[TASK MATERIAL Boundary: Start]

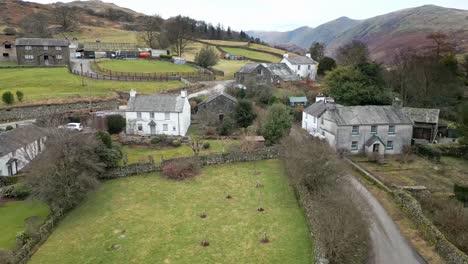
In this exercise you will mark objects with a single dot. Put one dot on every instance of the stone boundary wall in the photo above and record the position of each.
(31, 112)
(430, 232)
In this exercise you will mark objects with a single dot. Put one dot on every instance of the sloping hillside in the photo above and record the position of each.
(384, 34)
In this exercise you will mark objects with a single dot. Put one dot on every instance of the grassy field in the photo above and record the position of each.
(255, 55)
(12, 219)
(149, 219)
(436, 177)
(58, 83)
(91, 34)
(138, 154)
(145, 66)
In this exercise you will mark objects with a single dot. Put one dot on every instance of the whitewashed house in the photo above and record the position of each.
(304, 66)
(367, 129)
(158, 114)
(20, 146)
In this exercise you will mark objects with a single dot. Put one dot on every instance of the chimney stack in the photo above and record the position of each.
(132, 93)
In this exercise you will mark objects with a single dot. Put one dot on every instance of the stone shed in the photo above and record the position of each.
(214, 109)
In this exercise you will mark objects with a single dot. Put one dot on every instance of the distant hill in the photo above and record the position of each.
(383, 34)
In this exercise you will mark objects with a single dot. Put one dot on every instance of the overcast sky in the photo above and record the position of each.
(271, 14)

[TASK MATERIAL Boundary: End]

Where an entry contains an image, skip the image and write out the rest exactly.

**EXPECTED ANSWER**
In this exercise you will mark objects with a single dot. Put one dot on every instance of the stone boundary wall in the photo above and record the position of each.
(31, 112)
(430, 232)
In this exercise you will mark objects with a single dot. Put one dot on every instance of the sloping hillside in the photo above and record the position of each.
(384, 34)
In this exercise you will mark objects with a single dot. Put one dot on every instance of the grassy field in the photo above and record the position of each.
(255, 55)
(12, 219)
(149, 219)
(436, 177)
(58, 83)
(91, 34)
(138, 154)
(145, 66)
In this exercise you will mark objects with a single dot. Put one dot on every instance of the whitewashed house in the photo above and record the position of each.
(304, 66)
(367, 129)
(158, 114)
(20, 146)
In this exercise you will mark objects with a single dot. Put one dot on every instance of the chimney stack in the photo above and record the position of each.
(132, 93)
In this exercise you will mark objects with a single dot. Put one dot on every instance of the stone shed in the photo above and record the position of each.
(214, 109)
In this exercise you will mark objects with a single dot. Put one dot on every instance of the distant hill in the photo above and record the position of each.
(383, 34)
In this exercise you will mark objects with a single dot. Put one dot on every instance of the overcast sky in the photo above and record the position of each.
(271, 14)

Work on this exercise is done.